Copy out all of the items below, swapping "even-odd rule" for "nonzero winding rule" wherever it appears and leaving everything else unchanged.

**Material provided**
#####

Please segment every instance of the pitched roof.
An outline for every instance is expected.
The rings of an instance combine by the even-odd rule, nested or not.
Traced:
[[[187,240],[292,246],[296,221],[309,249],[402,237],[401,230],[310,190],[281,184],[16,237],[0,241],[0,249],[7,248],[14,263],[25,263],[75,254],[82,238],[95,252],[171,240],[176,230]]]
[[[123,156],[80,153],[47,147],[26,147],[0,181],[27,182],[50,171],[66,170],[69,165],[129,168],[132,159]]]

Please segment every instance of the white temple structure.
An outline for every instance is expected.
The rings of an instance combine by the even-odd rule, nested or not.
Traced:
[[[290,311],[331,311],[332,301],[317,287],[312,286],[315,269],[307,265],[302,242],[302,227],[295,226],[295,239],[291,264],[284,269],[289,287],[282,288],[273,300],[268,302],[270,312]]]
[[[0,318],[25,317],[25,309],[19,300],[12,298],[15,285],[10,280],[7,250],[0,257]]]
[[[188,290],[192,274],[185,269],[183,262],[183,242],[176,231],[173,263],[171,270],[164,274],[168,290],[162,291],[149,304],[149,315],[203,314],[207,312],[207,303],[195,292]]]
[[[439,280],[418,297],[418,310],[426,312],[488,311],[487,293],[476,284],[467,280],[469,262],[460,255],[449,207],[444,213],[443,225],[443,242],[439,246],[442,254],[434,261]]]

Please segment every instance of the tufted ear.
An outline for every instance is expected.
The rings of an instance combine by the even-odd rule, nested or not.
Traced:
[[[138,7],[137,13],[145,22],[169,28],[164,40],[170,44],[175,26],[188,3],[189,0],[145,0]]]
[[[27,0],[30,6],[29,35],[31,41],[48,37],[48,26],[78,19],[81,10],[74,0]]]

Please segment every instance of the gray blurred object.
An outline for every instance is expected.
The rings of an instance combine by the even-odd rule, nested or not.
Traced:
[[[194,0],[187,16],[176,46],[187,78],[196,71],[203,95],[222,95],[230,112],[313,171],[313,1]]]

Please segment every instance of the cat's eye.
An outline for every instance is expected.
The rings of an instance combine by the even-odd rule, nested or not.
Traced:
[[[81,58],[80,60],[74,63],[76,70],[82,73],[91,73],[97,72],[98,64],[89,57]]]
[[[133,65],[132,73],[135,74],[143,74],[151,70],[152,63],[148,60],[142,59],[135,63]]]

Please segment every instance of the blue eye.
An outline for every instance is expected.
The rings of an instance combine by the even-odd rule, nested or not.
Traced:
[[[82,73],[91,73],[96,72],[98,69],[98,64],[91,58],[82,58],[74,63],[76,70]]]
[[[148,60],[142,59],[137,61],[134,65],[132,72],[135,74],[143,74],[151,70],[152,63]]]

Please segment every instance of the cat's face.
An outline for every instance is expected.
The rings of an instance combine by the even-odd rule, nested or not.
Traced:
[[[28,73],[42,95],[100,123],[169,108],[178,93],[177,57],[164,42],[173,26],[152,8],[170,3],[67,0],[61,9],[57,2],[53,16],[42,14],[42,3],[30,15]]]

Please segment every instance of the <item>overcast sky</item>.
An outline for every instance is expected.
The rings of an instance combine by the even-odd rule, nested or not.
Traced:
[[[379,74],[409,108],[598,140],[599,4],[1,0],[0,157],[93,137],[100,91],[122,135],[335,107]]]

#####

**Exercise output**
Please segment every instance of the pitched roof.
An outline for every instance is expected.
The rings of an instance combine by the nonzero winding rule, nested or not.
Traced:
[[[187,240],[292,246],[296,221],[309,249],[402,237],[401,230],[310,190],[281,184],[16,237],[0,241],[0,249],[7,248],[14,263],[25,263],[75,254],[82,238],[95,252],[171,240],[176,230]]]
[[[123,156],[80,153],[47,147],[26,147],[0,181],[27,182],[50,171],[66,170],[69,165],[129,168],[132,159]]]

Please segment every instance of the white temple structure.
An outline for every instance is expected.
The rings of an instance combine by the nonzero winding rule, nested or not.
Traced:
[[[290,311],[331,311],[332,301],[317,287],[312,286],[315,269],[307,265],[302,242],[302,227],[295,226],[295,239],[291,264],[284,269],[289,287],[282,288],[273,300],[268,302],[270,312]]]
[[[0,318],[25,317],[25,309],[19,300],[12,298],[15,285],[10,280],[7,250],[0,257]]]
[[[188,290],[192,274],[185,269],[183,262],[183,242],[176,231],[173,263],[171,270],[164,274],[168,290],[162,291],[149,304],[149,315],[203,314],[207,312],[207,303],[195,292]]]
[[[439,280],[418,297],[418,310],[426,312],[488,311],[487,293],[476,284],[467,280],[469,262],[460,255],[449,207],[444,213],[443,225],[443,242],[439,246],[442,254],[434,261]]]

Please segment every instance of the tufted ear.
An outline for every instance is expected.
The rings of an instance combine by the nonzero winding rule, nested or not.
Traced:
[[[138,7],[137,13],[145,22],[169,28],[164,40],[170,44],[175,26],[188,3],[189,0],[145,0]]]
[[[27,0],[30,6],[29,35],[31,41],[48,37],[48,26],[78,19],[81,10],[74,0]]]

Please segment every instance of the gray blurred object.
An outline for every instance is expected.
The rings of an instance combine by the nonzero winding rule, nested or not.
Traced:
[[[194,0],[187,16],[176,46],[187,78],[196,71],[203,95],[222,95],[230,112],[313,171],[313,1]]]

Please segment every instance of the cat's eye.
An outline for every instance is expected.
The rings of an instance combine by the nonzero winding rule, nested or not.
Traced:
[[[81,58],[80,60],[74,63],[76,70],[82,73],[91,73],[97,72],[98,64],[89,57]]]
[[[133,65],[132,73],[135,74],[143,74],[151,70],[152,63],[148,60],[142,59],[135,63]]]

Please segment every instance of the blue eye.
An outline for every instance is expected.
The rings of an instance combine by the nonzero winding rule, nested or not.
Traced:
[[[82,73],[91,73],[96,72],[98,69],[98,64],[91,58],[82,58],[74,63],[76,70]]]
[[[148,60],[142,59],[137,61],[134,65],[132,72],[135,74],[143,74],[151,70],[152,63]]]

Please segment every instance of the cat's face.
An outline for every instance is expected.
The rings of an instance combine by the nonzero winding rule, nested or not.
Traced:
[[[28,73],[42,95],[100,123],[169,108],[178,93],[177,57],[164,42],[173,26],[152,8],[170,3],[67,0],[61,9],[57,2],[53,16],[42,14],[42,3],[30,15]]]

Please segment every instance of the <item>overcast sky</item>.
An outline for every instance is expected.
The rings of an instance combine by the nonzero winding rule, nested or not.
Traced:
[[[379,74],[409,108],[598,140],[599,4],[1,0],[0,157],[93,137],[100,91],[122,135],[335,107]]]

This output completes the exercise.